= What the exercise asks =
Word for word, transcribe all of the records.
-- Task data follows --
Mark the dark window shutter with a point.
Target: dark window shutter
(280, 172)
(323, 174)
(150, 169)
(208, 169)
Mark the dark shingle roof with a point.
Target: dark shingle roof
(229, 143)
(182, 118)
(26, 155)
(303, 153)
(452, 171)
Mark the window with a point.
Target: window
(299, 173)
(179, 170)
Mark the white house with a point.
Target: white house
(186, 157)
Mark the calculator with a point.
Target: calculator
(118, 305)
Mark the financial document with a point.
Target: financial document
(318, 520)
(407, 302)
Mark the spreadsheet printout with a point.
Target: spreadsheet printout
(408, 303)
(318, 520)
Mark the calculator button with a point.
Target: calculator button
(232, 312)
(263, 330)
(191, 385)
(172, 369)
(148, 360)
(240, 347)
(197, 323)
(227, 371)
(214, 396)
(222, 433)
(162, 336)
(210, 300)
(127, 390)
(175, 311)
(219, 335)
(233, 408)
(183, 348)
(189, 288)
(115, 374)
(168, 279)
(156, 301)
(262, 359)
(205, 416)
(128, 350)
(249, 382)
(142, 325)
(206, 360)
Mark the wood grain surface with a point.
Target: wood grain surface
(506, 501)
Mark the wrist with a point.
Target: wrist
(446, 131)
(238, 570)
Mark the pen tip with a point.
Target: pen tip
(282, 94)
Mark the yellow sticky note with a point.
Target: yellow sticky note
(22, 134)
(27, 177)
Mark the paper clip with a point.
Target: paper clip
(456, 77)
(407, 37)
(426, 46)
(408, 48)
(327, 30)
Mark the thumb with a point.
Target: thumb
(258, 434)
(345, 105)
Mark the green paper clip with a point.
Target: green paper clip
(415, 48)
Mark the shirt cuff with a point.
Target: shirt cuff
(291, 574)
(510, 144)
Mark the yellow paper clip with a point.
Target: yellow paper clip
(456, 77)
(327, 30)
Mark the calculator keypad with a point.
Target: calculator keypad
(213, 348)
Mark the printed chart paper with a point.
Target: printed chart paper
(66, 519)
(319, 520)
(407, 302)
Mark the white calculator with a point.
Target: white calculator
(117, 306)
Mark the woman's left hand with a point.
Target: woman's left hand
-- Task data concluded --
= Result for this exercise =
Mark the dark window shutter with a point.
Target: dark window shutter
(280, 172)
(323, 174)
(150, 169)
(208, 169)
Mark the dark shingle roof with a point.
Target: dark shingle roof
(229, 143)
(182, 118)
(26, 155)
(303, 153)
(452, 171)
Mark the window with a point.
Target: window
(299, 173)
(179, 170)
Mark the white house with a point.
Target: white house
(186, 157)
Mark the calculator with a point.
Target: calculator
(118, 305)
Mark the financial document with a point.
Target: financial document
(318, 520)
(407, 302)
Mark the spreadsheet printout with a point.
Target: spreadsheet printout
(408, 303)
(318, 520)
Mark the calculator button with a point.
Target: calculator button
(232, 312)
(263, 330)
(191, 385)
(172, 369)
(148, 360)
(240, 347)
(197, 323)
(227, 371)
(214, 396)
(222, 433)
(162, 336)
(210, 300)
(127, 390)
(175, 311)
(219, 335)
(233, 408)
(183, 348)
(189, 288)
(115, 374)
(168, 279)
(156, 301)
(262, 359)
(205, 416)
(128, 350)
(249, 382)
(142, 325)
(206, 360)
Mark the wood grain surface with a point.
Target: wood grain surface
(506, 501)
Mark the wrist with a point.
Target: wrist
(446, 131)
(238, 570)
Mark the pen tip with a point.
Target: pen tip
(282, 94)
Mark the yellow sticky note with a point.
Target: yellow sticky note
(22, 134)
(27, 177)
Mark the paper clip with a point.
Target: paper clip
(456, 77)
(407, 37)
(426, 46)
(408, 48)
(327, 30)
Mark the thumb with a point.
Target: thumb
(258, 434)
(345, 105)
Mark the green paper clip with a point.
Target: green paper clip
(415, 48)
Mark the shirt cuff with a point.
Target: shirt cuff
(291, 574)
(510, 144)
Mark the yellow paper clip with a point.
Target: yellow paper clip
(456, 77)
(327, 30)
Mark the calculator keypad with a point.
Target: calculator keypad
(213, 348)
Mark the printed chart paper with a point.
Target: printed chart paper
(66, 519)
(319, 520)
(407, 302)
Mark the white calculator with a point.
Target: white calculator
(117, 306)
Mark the woman's left hand with a point.
Target: woman's left hand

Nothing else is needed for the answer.